- Stated goal
Rewrite the listing below, changing every "Indicate" to "Mark" and keeping all else the same.

(Position identification listing)
--------------------
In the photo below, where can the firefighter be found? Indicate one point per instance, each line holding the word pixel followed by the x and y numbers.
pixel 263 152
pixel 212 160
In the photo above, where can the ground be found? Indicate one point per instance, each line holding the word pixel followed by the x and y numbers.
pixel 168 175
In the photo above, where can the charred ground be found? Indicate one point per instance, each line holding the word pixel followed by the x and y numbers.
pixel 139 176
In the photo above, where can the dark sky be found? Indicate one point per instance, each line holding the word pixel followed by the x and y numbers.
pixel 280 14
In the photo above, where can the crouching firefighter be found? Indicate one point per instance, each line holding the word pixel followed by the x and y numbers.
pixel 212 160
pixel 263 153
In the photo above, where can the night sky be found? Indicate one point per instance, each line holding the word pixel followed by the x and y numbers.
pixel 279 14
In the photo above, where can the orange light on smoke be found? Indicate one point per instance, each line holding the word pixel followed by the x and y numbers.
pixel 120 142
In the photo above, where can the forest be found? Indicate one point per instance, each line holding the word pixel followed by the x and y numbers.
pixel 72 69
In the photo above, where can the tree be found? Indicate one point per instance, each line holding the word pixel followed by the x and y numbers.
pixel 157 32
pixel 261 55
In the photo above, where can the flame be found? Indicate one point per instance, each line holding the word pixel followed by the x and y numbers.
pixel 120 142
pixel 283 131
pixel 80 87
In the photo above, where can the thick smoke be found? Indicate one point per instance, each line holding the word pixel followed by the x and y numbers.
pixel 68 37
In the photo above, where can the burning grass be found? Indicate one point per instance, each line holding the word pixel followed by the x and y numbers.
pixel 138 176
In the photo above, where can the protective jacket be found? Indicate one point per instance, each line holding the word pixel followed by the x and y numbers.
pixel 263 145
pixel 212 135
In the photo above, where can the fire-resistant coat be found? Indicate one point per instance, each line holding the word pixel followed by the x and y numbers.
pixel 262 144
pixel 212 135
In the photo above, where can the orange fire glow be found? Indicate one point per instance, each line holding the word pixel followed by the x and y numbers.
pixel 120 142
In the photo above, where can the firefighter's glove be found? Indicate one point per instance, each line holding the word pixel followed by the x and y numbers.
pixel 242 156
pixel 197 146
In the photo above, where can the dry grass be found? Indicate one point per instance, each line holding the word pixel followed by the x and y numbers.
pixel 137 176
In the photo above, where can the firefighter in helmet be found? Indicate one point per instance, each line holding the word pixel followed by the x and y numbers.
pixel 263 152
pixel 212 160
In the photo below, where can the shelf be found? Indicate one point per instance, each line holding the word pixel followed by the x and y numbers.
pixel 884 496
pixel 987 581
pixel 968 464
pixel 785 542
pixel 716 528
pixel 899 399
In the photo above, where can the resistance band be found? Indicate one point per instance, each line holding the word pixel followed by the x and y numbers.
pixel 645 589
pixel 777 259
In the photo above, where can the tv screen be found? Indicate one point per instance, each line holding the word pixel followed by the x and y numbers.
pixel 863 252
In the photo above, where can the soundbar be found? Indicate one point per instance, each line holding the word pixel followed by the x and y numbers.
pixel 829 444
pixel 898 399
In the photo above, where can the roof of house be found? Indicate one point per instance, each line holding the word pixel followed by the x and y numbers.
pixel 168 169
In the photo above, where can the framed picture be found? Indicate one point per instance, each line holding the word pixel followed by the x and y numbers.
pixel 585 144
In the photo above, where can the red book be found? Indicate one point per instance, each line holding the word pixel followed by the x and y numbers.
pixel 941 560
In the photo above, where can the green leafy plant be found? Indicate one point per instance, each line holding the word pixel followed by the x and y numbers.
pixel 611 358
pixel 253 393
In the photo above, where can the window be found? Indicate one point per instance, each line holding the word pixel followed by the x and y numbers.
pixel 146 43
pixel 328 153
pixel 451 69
--------------------
- Response below
In the photo below, where can the firefighter be found? Mark one point per instance, each line holding the word pixel followed by the x and y numbers.
pixel 263 152
pixel 212 160
In the photo above, where can the ground be found? Mark one point per instance, each line holding the word pixel followed by the x and y numbers.
pixel 168 175
In the photo above, where can the charred ground be found? Mark one point per instance, each line holding the word pixel followed by the x and y numbers.
pixel 139 176
In the photo above, where can the dark sky be found? Mark one point per instance, each line holding the word pixel followed by the x and y numbers.
pixel 280 14
In the photo above, where can the crouching firefighter be found? Mark one point per instance, each line holding the word pixel followed by the x and y numbers.
pixel 212 160
pixel 263 153
In the photo above, where can the night sky be found? Mark one point per instance, each line holding the word pixel followed by the x and y numbers.
pixel 279 14
In the photo above, where can the orange light on smoke be found? Mark one point per instance, each line holding the word pixel followed by the x and y numbers.
pixel 120 142
In the photo above, where can the forest be found? Mark one point per instance, each line holding the word pixel followed by the x and y numbers.
pixel 72 69
In the photo above, where can the tree be found? Mark one point per instance, each line holding the word pixel followed by the x and y numbers.
pixel 157 32
pixel 261 55
In the photo above, where can the flame be found? Mark one point per instance, each line holding the word pixel followed by the x and y numbers.
pixel 120 142
pixel 283 131
pixel 80 87
In the photo above, where can the thick smoke be found? Mark one point per instance, each line holding the word pixel followed by the x and y numbers.
pixel 68 37
In the photo above, where can the burning grass be found? Mark one point per instance, each line holding the word pixel followed by the x and y numbers.
pixel 138 176
In the photo above, where can the protective jacket be found? Mark one point per instance, each line holding the word pixel followed by the x and y numbers.
pixel 263 145
pixel 212 135
In the photo above, where can the fire-resistant coat be found? Mark one point per instance, each line holding the word pixel followed by the x and y numbers.
pixel 262 144
pixel 212 135
In the photo above, where can the orange fire glow be found? Mark one point per instance, each line holding the word pixel followed by the x and y numbers.
pixel 120 142
In the photo above, where can the firefighter's glove be found? Mark one point per instance, each line holding the word pixel followed by the x and y numbers.
pixel 242 156
pixel 197 146
In the photo above, where can the dry grass be found? Mark one point per instance, each line holding the word pixel followed by the x and y numbers.
pixel 137 176
In the photo above, where can the firefighter in helmet be found? Mark one point per instance, each line holding the word pixel followed by the x and y numbers.
pixel 263 152
pixel 212 160
In the photo below, where can the shelf be found? Mark one point per instance, each line holding the word pixel followed by the x and y numbers.
pixel 884 496
pixel 987 581
pixel 968 464
pixel 785 542
pixel 716 528
pixel 899 399
In the photo above, where can the resistance band be found? Mark one point per instance, each line holding the word pixel followed by the x and y numbers.
pixel 645 589
pixel 777 259
In the photo above, where can the tv screen be found? Mark one point per instance, each line holding the word pixel followed by the x and y numbers.
pixel 863 252
In the photo above, where can the soundbar be found? Mark one point per instance, each line holding the word pixel followed by the x and y numbers.
pixel 829 444
pixel 898 399
In the photo above, where can the roof of house be found? Mark one point per instance, each line holding the word pixel followed by the x and y numbers.
pixel 168 169
In the photo above, where can the framed picture be found? Mark one point per instance, each line holding the word pixel followed by the x and y numbers.
pixel 585 144
In the photo above, where can the red book be found? Mark one point per instance, each line holding the word pixel followed by the x and y numbers.
pixel 941 560
In the photo above, where can the green leafy plant be found? Mark one point per instance, each line holding the word pixel followed by the x and y numbers.
pixel 611 358
pixel 253 393
In the photo above, where can the window be found? Mark one point per instance, each line holding the word pixel followed by the x and y numbers.
pixel 146 43
pixel 328 153
pixel 451 69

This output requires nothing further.